- Work to be completed:
Locate each line in the data that contains the word "wake" and copy those lines out in full.

— START Data listing —

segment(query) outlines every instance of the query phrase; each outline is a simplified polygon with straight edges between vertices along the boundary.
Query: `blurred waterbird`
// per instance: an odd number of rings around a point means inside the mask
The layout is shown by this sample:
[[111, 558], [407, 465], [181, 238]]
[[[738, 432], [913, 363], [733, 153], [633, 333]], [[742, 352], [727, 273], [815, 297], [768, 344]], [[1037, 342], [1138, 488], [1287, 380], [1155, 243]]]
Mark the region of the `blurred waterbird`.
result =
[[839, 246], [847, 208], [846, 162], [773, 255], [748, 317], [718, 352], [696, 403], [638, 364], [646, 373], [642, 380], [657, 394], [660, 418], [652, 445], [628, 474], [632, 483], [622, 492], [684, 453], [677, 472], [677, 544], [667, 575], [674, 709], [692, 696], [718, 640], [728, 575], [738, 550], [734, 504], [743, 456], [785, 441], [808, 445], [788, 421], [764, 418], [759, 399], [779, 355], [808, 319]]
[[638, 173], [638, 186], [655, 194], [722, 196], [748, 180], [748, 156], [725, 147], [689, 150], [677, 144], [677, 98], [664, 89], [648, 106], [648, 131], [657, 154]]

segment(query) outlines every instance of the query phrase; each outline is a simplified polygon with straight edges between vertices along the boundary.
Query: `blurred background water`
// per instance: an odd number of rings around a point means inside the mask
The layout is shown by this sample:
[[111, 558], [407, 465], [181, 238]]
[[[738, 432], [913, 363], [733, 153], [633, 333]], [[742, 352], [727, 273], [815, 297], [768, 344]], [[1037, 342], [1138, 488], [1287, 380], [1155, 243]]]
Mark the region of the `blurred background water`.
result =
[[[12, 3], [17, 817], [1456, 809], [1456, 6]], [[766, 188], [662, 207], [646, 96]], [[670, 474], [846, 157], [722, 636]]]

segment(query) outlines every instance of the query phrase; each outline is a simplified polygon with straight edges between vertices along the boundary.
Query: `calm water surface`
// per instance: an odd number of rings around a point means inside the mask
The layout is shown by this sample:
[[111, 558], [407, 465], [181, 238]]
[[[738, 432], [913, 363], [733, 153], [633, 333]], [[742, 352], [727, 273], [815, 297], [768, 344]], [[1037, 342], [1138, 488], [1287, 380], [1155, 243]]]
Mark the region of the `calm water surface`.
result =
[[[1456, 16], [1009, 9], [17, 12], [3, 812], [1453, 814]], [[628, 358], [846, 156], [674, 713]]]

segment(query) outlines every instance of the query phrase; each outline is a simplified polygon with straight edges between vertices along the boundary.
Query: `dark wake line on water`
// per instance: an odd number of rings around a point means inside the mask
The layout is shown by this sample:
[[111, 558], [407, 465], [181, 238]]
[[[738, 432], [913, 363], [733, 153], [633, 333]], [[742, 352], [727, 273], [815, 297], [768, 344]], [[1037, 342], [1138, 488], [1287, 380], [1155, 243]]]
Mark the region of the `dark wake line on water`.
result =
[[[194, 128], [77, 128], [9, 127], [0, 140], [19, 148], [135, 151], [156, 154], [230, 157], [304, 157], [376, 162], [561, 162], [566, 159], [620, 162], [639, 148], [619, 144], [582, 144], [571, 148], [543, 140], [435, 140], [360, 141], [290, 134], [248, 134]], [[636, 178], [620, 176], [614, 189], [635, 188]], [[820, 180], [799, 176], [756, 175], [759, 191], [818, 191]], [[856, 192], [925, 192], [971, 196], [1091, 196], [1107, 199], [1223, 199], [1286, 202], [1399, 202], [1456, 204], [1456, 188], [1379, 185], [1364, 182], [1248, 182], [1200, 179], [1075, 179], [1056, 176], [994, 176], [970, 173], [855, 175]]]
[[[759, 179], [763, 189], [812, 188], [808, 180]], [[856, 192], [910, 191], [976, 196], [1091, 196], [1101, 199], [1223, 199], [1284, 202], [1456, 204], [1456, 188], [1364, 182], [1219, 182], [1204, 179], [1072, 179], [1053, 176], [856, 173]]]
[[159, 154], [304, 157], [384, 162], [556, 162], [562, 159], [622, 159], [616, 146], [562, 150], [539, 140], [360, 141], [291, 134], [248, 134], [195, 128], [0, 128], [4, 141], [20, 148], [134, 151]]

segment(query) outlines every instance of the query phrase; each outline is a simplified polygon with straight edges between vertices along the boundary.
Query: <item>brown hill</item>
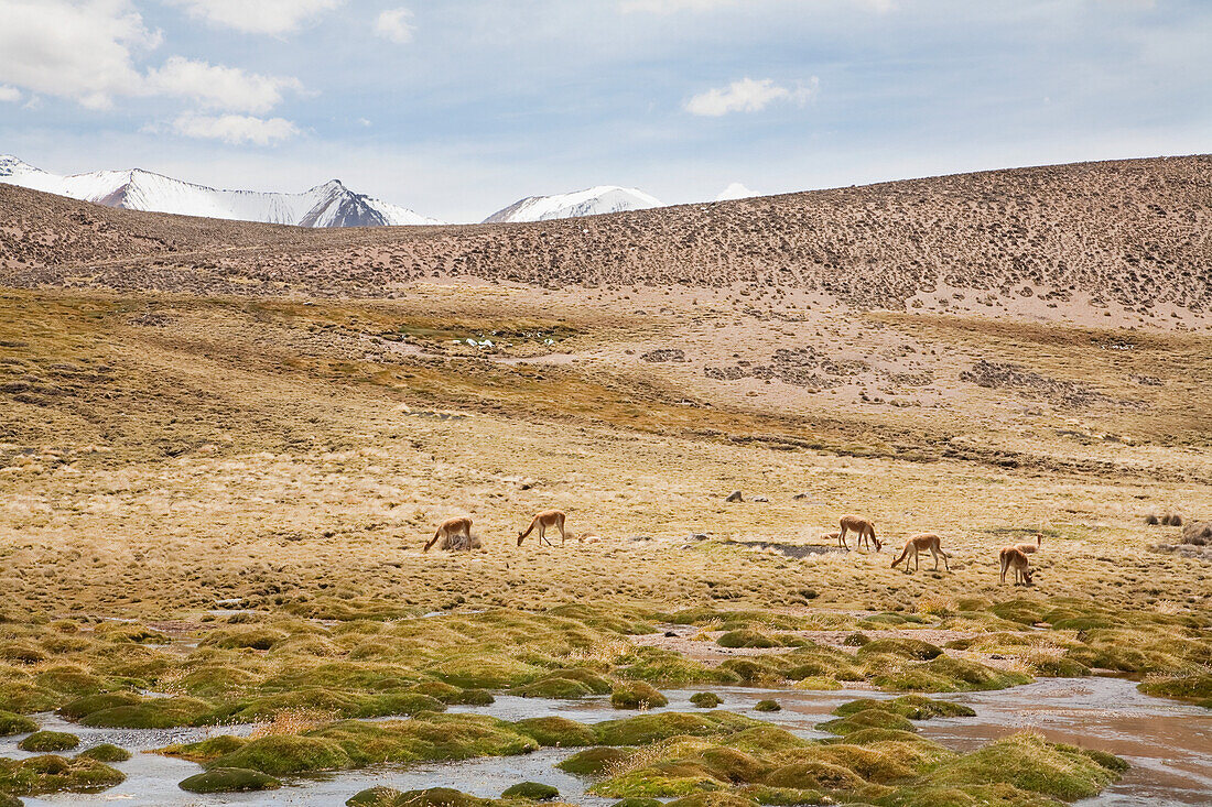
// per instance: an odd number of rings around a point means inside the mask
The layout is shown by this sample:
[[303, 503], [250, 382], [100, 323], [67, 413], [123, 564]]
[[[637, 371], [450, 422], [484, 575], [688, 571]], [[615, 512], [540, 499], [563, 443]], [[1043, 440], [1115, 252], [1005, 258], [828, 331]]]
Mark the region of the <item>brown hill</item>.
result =
[[[862, 308], [1030, 301], [1201, 319], [1212, 156], [1087, 162], [583, 219], [304, 230], [0, 188], [0, 282], [377, 297], [419, 277], [806, 290]], [[1174, 316], [1174, 314], [1171, 314]]]

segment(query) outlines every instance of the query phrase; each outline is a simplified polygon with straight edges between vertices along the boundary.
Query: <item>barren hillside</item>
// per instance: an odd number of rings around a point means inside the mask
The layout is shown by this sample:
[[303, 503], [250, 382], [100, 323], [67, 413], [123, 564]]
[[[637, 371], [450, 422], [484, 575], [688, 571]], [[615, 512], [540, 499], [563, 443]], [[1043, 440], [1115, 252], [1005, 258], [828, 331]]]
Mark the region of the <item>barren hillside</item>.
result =
[[[378, 297], [419, 277], [800, 290], [862, 308], [1212, 304], [1212, 156], [1090, 162], [533, 224], [309, 231], [0, 188], [19, 287]], [[1017, 308], [1016, 308], [1017, 307]]]

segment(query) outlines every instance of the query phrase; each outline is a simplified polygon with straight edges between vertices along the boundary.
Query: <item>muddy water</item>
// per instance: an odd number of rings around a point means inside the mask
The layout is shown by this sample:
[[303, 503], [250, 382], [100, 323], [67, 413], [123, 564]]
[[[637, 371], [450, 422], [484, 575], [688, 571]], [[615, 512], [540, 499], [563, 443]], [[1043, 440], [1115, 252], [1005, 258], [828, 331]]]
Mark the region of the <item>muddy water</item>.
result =
[[[703, 687], [720, 694], [721, 706], [759, 720], [779, 725], [805, 738], [825, 734], [813, 725], [827, 719], [839, 704], [854, 698], [893, 697], [870, 691], [810, 692], [801, 689], [762, 689], [754, 687]], [[669, 706], [654, 711], [697, 711], [690, 696], [699, 689], [665, 691]], [[932, 720], [919, 723], [926, 737], [959, 751], [971, 750], [993, 739], [1023, 729], [1040, 731], [1050, 739], [1097, 748], [1124, 756], [1132, 762], [1122, 782], [1100, 796], [1079, 802], [1081, 807], [1178, 807], [1212, 803], [1212, 712], [1137, 692], [1131, 681], [1119, 679], [1046, 679], [1036, 683], [970, 694], [942, 696], [966, 703], [977, 710], [976, 717]], [[783, 706], [778, 712], [758, 712], [753, 706], [764, 698], [774, 698]], [[625, 717], [635, 712], [619, 711], [607, 698], [547, 700], [498, 696], [491, 706], [454, 706], [451, 711], [491, 714], [505, 720], [559, 715], [582, 722]], [[81, 748], [114, 743], [131, 750], [148, 750], [168, 743], [190, 742], [219, 733], [247, 733], [251, 726], [221, 729], [124, 731], [90, 729], [67, 723], [51, 715], [39, 716], [45, 728], [70, 731], [81, 739]], [[16, 750], [17, 739], [0, 740], [0, 756], [29, 756]], [[194, 796], [177, 783], [201, 768], [191, 762], [136, 754], [115, 767], [127, 780], [103, 794], [81, 796], [61, 794], [28, 799], [39, 805], [119, 803], [131, 807], [171, 807], [187, 805], [342, 805], [353, 794], [375, 785], [400, 790], [448, 786], [476, 796], [496, 797], [519, 782], [542, 782], [559, 788], [566, 801], [590, 807], [606, 807], [614, 800], [587, 796], [589, 782], [568, 775], [555, 763], [571, 750], [544, 749], [526, 756], [481, 759], [411, 767], [379, 766], [327, 777], [291, 779], [276, 791]]]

— END Data listing —

- Response:
Query: `dark wake line on water`
Mark the region of the `dark wake line on water`.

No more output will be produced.